WORK ORDER A:
Duplicate everything in the carbon monoxide passage from "George Pauli, the" down to "begin to spoil.", word for word.
WORK ORDER B:
Turn the paragraph of the carbon monoxide passage that begins "George Pauli, the FDA's associate director" into a short list that keeps its main facts.

━━ EXCERPTED TEXT

And last November, Kalsec Inc., a Michigan-based food company that uses plant extracts to preserve the red color of meat, formally petitioned the FDA to reconsider the process. The agency currently calls the process safe.
Reacting to the brouhaha, Kroger Co., the largest U.S. grocery chain, said its stores would not stock ground beef packaged with carbon monoxide.
George Pauli, the FDA’s associate director of food additive safety, says the agency will take another look at carbon monoxide use in meat packaging, but he doesn’t anticipate any policy changes. Carbon monoxide is a poisonous gas, but only trivial amounts end up in meat, Pauli says. (It would take roughly 200 meals to match the carbon monoxide levels from a single cigarette.) Also, Pauli says, treated pieces of meat still lose red color long before they begin to spoil.
“From what we have seen, we don’t have a serious concern,” he says.

━━━━
━━ RECORDS SUPPLIED

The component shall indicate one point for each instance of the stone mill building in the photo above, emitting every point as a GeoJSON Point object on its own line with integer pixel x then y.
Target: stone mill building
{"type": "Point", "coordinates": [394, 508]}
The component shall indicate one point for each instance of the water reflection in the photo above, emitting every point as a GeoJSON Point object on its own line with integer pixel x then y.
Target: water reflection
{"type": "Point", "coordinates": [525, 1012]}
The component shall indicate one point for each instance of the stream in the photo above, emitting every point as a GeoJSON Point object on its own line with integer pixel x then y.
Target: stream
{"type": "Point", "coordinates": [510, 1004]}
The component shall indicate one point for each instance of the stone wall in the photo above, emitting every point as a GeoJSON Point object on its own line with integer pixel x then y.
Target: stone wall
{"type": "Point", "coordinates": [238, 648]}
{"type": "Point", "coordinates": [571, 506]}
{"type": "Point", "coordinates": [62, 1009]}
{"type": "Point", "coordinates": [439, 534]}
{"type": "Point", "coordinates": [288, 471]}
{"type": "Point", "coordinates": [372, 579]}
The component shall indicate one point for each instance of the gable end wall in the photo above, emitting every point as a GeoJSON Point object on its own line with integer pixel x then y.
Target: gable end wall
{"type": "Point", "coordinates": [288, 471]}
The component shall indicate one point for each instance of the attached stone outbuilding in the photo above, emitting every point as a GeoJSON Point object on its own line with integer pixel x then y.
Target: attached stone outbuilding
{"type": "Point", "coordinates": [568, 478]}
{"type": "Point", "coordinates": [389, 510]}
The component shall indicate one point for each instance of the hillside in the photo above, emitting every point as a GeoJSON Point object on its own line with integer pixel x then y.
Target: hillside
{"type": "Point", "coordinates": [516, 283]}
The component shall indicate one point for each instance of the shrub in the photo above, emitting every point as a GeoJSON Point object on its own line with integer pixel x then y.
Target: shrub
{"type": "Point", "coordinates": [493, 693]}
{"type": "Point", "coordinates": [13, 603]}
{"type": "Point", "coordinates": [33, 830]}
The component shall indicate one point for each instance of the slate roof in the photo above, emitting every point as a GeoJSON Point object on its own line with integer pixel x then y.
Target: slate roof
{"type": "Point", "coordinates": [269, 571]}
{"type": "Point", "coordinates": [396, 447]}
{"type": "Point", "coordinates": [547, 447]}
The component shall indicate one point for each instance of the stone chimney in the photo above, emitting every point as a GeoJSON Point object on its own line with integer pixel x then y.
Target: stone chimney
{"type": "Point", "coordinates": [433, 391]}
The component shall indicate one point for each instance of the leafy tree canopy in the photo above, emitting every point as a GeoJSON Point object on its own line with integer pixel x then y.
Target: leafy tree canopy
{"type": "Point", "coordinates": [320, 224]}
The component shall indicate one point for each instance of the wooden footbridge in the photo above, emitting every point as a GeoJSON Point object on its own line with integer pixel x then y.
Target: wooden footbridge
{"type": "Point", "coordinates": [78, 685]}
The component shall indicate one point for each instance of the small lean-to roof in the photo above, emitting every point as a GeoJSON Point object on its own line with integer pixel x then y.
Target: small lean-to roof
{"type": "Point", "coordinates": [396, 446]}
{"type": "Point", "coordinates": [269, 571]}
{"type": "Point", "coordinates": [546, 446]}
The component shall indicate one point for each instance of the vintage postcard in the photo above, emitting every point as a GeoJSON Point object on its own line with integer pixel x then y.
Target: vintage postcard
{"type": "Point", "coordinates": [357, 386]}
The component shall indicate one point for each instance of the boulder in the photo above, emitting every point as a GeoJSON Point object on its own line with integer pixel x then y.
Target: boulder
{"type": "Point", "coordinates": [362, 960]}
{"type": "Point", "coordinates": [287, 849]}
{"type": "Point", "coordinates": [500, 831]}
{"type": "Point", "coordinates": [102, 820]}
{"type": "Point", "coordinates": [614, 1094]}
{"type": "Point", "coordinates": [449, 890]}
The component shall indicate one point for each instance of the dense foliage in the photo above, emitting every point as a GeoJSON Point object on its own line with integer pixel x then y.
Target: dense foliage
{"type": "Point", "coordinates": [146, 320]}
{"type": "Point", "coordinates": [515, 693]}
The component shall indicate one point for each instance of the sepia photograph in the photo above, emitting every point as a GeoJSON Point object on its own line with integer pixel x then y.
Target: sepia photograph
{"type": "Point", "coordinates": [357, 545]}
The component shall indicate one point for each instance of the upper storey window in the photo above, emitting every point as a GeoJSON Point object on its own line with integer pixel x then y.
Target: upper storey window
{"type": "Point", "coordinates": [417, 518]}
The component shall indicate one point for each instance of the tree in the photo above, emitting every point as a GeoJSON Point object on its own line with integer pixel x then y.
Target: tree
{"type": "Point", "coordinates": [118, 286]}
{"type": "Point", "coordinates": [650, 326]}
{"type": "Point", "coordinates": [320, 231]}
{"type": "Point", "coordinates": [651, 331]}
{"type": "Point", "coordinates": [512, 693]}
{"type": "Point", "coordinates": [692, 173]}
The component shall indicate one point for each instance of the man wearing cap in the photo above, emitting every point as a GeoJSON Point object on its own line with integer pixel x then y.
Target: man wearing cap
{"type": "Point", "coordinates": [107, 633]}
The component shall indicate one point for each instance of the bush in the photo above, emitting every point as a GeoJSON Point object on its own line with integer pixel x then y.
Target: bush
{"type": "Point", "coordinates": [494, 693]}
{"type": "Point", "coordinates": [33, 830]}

━━━━

TASK OUTPUT A:
George Pauli, the FDA’s associate director of food additive safety, says the agency will take another look at carbon monoxide use in meat packaging, but he doesn’t anticipate any policy changes. Carbon monoxide is a poisonous gas, but only trivial amounts end up in meat, Pauli says. (It would take roughly 200 meals to match the carbon monoxide levels from a single cigarette.) Also, Pauli says, treated pieces of meat still lose red color long before they begin to spoil.

TASK OUTPUT B:
- George Pauli, the FDA's associate director of food additive safety, says the agency will take another look at carbon monoxide in meat packaging but expects no policy changes.
- Carbon monoxide is poisonous, but only trivial amounts end up in meat. About 200 meals would match the carbon monoxide from one cigarette.
- Treated meat still loses its red color long before it begins to spoil.